Quoted passage>
In Part 1 of this series, Sure Lady, I'll Hold Your Dog, I discuss why it is so difficult to deal with weight loss on top of good diabetes management. In Part 2 and Part 3, I lay out the reasoning behind my plan to skip breakfast and the results.
If I am going to start making some changes to what I eat, I had better get a handle on what exactly I am eating. So the first step this month was to record everything I ate. I haven’t really done this since the first few months after my diagnosis TWENTY YEARS AGO!!!
Back then I carried around a notebook to record by hand what I ate and how much. Then I would come home and try to figure out how many carbs and calories that was. I hated how much time it took to do all of that. I had better things to do with my time, like surf and hang out with my friends. I had enough homework already, without adding diabetes homework.
Now a days, it’s a whole new ball game. When I sat down to eat, or while I was waiting to cook something, I pulled out my One Drop app, scanned a few bar codes or looked up a few items from a huge database, clicked a few buttons and I was done. All the carbs and calories were calculated for me and recorded in one easy step.
And once I had a meal put together I could save that meal. So the next time I ate that, it only took four clicks and I was done.
The ease with which I could record stuff and the data I now had at hand, made me want to record my next meal. It was no longer homework, but a valuable tool.
I’M DOING BETTER THAN EXPECTED
When I went over the week’s data, I noticed a few things. The first of which is that I am consuming a lot fewer calories than I expected, around 1500 a day. But on some days, those days that I have multiple lows, that number goes as high as 2280.
And that’s one of the reasons it is so hard to lose weight with diabetes. Before type 1, you just make a simple change to your diet and exercise and your body makes all of the necessary changes to your insulin levels.
Now, if you make a change to your diet or exercise, you often get more lows, which means more calories and ends up defeating the whole purpose of working out.
Now this doesn’t make losing weight with diabetes impossible, but it does make it more complicated. It takes consistency in A new diet and exercise habits so that you can make the right changes to your insulin regime to match your body’s new requirements.
I had weight loss goals set out for these next six months. And I think they might have been based on what I see going on around me, instead of what I see going on inside of me. We see commercials on TV about how people lose 2-4 pounds a week. I watch my non-type 1 husband lose 2-3 pounds a week like it’s nothing.
But we aren’t like everyone else. And I think our weight loss goals need to reflect that. They need to take into account that the first few weeks of change are going to cause some more lows than usual, and some more calories than usual. Which means the weight will come off slower.
A DOCTOR’S RECOMMENDATION
The last time I saw my doctor, we discussed my weight. Now this is a doctor whom I absolutely love. I have been seeing him for over fifteen years now and we have built a great relationship. He always treats me like I know what I’m doing and trusts my opinions of what I need and what I think is going on.
He brought up my weight for the first time in fifteen years. He has seen me through my ups and downs of pregnancy and thyroid and never once mentioned it. Over the last year, I put on around 15 pounds because of some asthma related issues from a toxic house. And now that I am healthy (relatively speaking), he finally mentioned it.
I love the way he put it too. “Erin,” he said, “I’d like to see you lose ten pounds this year.” Three things are great about that statement.
One, I had been thinking the same thing for a while so it was no big shock.

What you will do>
[A] In the post on weight loss with diabetes, about how many calories a day did the week's data show the writer eating?
[B] From the post on weight loss with diabetes, copy word for word the passage between "Now a days, it’s" and "high as 2280.", inclusive.

Records from a data collection>
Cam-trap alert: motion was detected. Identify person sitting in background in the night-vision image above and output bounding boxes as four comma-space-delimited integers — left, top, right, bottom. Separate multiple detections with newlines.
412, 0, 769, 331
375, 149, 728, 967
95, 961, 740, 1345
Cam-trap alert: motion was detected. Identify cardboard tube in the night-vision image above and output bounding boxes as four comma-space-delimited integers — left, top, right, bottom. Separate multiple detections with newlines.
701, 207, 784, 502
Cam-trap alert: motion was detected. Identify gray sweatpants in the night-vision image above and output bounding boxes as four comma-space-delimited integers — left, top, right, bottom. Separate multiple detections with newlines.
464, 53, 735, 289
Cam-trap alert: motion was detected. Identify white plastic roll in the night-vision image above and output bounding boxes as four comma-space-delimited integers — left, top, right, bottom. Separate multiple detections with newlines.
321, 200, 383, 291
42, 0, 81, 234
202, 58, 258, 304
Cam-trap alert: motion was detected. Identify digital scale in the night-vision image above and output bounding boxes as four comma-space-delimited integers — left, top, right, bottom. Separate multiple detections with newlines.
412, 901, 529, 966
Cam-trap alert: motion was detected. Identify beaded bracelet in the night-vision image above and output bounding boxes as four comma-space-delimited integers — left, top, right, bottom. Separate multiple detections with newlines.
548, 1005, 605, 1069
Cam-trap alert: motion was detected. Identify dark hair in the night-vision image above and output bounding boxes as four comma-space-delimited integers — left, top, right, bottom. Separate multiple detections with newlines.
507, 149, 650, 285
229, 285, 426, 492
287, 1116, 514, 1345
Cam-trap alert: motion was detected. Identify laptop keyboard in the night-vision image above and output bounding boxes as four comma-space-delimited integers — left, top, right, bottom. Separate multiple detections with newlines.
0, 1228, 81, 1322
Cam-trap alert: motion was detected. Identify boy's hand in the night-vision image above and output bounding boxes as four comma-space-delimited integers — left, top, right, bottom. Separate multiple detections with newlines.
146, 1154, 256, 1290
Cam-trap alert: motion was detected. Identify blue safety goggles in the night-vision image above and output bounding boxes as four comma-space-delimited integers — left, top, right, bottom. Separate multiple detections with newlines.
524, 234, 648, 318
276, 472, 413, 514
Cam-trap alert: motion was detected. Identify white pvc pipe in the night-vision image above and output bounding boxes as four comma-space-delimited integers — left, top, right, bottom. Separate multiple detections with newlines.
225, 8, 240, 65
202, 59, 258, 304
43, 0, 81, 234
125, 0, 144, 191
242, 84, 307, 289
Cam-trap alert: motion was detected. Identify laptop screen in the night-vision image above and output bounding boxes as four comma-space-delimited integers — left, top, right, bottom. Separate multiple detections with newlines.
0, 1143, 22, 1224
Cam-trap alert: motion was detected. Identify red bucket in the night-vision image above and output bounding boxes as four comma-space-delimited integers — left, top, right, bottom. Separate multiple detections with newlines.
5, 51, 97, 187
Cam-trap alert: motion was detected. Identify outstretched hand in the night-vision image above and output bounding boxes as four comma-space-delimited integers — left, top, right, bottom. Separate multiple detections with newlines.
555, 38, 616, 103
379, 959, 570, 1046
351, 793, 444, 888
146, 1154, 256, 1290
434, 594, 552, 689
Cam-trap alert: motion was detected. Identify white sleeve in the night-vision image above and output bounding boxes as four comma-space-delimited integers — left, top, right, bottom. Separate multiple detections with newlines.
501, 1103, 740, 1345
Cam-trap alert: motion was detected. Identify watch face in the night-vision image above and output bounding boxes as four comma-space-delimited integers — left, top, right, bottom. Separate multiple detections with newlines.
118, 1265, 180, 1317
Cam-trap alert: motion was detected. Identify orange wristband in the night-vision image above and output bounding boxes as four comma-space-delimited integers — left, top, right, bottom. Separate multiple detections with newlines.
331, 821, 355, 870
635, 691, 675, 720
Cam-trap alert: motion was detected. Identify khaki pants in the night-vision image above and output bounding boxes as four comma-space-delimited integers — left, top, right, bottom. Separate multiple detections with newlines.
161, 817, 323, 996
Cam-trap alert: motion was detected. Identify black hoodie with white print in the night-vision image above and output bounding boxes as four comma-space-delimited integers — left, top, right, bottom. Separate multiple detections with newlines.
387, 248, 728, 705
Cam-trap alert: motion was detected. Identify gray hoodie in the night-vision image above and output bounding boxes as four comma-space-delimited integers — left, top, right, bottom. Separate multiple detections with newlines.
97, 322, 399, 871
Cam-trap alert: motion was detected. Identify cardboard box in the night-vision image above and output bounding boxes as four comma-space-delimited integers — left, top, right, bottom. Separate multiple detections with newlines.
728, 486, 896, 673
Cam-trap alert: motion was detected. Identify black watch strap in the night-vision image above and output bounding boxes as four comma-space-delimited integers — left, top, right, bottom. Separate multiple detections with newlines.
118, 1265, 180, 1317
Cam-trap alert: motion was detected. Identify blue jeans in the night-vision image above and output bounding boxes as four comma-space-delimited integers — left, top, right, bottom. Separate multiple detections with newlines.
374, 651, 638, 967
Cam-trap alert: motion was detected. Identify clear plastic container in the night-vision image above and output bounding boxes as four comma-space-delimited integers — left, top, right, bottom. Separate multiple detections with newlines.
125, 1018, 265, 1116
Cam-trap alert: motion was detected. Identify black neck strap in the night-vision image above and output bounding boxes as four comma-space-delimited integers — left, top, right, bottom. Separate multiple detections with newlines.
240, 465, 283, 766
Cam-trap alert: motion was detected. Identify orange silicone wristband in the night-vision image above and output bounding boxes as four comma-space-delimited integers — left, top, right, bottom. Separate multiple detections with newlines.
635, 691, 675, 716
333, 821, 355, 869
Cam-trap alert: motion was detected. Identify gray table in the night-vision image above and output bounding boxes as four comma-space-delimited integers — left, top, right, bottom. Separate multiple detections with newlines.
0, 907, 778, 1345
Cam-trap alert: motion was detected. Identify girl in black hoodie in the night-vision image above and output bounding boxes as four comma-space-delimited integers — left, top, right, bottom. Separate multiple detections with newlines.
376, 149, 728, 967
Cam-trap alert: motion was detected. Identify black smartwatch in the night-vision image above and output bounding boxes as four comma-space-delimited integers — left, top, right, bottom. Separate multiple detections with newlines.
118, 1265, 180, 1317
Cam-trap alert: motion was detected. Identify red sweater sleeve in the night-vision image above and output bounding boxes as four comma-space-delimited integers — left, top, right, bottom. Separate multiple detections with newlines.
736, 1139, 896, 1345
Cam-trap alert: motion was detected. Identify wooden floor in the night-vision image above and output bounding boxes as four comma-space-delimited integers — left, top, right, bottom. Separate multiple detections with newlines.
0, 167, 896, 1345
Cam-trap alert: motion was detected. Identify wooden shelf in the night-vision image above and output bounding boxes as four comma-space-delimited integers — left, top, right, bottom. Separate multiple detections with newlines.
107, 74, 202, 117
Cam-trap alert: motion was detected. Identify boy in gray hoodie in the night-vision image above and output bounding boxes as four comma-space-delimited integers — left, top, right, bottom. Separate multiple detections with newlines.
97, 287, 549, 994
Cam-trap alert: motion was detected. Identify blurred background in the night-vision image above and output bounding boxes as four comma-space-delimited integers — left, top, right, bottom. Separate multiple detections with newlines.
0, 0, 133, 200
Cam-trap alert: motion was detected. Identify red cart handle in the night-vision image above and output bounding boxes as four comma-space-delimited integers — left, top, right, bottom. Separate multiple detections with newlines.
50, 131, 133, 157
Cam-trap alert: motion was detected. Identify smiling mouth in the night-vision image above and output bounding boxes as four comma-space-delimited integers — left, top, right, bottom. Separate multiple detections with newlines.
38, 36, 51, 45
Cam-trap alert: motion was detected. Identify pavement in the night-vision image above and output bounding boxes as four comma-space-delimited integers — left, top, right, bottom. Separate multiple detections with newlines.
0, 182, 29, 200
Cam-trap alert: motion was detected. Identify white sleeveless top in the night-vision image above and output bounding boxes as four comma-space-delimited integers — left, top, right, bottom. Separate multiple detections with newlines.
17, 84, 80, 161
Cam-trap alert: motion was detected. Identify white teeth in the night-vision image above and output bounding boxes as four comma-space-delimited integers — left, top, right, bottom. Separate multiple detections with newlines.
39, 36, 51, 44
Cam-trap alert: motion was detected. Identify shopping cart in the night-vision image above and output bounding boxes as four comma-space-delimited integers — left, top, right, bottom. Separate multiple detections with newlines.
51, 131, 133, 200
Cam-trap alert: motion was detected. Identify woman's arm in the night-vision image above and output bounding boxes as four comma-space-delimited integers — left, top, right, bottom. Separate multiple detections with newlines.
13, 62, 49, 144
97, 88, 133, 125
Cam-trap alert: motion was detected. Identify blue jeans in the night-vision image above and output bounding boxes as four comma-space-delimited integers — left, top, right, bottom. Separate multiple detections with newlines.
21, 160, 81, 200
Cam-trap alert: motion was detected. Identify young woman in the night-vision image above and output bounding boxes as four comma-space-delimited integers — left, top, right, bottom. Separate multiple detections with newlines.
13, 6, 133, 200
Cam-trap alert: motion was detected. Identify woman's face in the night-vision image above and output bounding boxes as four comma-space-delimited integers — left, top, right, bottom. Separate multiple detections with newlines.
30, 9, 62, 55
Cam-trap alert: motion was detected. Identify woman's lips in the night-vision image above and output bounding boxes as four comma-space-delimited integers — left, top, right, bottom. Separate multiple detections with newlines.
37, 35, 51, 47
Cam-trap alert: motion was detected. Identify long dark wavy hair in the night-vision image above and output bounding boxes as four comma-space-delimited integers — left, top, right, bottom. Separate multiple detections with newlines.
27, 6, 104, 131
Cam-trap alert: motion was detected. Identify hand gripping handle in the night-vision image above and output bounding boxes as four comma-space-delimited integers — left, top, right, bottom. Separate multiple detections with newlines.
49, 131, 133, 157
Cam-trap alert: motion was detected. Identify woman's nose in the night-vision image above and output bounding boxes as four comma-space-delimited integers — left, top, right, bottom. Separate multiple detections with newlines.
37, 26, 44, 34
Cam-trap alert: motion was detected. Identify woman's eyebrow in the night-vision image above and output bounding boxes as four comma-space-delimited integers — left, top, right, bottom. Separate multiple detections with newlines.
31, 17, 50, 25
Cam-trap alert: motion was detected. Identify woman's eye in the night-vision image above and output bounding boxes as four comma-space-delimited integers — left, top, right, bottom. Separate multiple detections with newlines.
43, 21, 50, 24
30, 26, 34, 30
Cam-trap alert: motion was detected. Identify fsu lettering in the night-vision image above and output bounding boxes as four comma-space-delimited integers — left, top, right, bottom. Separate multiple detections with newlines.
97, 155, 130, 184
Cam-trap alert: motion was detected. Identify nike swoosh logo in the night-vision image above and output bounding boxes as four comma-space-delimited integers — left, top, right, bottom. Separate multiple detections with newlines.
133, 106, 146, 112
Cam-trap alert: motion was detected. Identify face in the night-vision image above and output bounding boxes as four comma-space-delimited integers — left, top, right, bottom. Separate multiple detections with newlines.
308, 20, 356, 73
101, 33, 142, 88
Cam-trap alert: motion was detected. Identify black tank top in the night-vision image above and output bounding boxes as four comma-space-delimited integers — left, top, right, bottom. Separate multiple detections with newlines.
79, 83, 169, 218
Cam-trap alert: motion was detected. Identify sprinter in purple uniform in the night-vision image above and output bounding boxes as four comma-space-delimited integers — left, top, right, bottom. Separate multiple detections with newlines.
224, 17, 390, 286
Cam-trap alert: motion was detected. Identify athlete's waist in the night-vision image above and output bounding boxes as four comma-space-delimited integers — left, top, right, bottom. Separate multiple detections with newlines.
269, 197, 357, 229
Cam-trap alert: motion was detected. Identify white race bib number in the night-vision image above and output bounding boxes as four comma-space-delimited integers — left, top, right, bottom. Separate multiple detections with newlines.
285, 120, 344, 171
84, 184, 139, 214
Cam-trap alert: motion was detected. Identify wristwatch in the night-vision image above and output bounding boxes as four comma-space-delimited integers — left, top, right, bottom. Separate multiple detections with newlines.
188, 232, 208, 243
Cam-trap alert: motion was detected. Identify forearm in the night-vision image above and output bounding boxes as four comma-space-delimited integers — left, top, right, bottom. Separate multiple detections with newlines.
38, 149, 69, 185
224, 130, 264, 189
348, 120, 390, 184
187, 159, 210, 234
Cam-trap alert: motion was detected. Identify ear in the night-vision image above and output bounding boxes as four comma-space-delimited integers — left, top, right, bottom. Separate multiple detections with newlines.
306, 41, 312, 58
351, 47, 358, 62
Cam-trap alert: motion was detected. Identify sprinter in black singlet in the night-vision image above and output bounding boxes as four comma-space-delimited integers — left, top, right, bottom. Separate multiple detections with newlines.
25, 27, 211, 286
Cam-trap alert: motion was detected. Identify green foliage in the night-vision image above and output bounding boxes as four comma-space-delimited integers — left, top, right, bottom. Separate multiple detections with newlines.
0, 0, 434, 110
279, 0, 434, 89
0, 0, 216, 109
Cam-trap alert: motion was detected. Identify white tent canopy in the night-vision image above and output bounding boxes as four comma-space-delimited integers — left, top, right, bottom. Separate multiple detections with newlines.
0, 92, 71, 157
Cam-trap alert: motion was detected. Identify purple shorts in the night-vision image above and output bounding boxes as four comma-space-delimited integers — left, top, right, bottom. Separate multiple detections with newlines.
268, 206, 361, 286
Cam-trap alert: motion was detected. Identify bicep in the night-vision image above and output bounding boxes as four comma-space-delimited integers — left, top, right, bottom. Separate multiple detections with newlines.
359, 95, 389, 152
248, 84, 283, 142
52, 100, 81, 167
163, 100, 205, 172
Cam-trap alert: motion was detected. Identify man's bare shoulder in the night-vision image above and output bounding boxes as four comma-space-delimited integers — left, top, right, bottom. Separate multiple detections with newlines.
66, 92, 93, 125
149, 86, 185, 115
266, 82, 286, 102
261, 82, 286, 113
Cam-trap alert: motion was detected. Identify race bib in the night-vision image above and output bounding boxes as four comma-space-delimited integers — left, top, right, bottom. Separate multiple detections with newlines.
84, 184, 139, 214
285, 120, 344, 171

Solutions in order>
[A] Around 1500 a day.

[B]
Now a days, it’s a whole new ball game. When I sat down to eat, or while I was waiting to cook something, I pulled out my One Drop app, scanned a few bar codes or looked up a few items from a huge database, clicked a few buttons and I was done. All the carbs and calories were calculated for me and recorded in one easy step.
And once I had a meal put together I could save that meal. So the next time I ate that, it only took four clicks and I was done.
The ease with which I could record stuff and the data I now had at hand, made me want to record my next meal. It was no longer homework, but a valuable tool.
I’M DOING BETTER THAN EXPECTED
When I went over the week’s data, I noticed a few things. The first of which is that I am consuming a lot fewer calories than I expected, around 1500 a day. But on some days, those days that I have multiple lows, that number goes as high as 2280.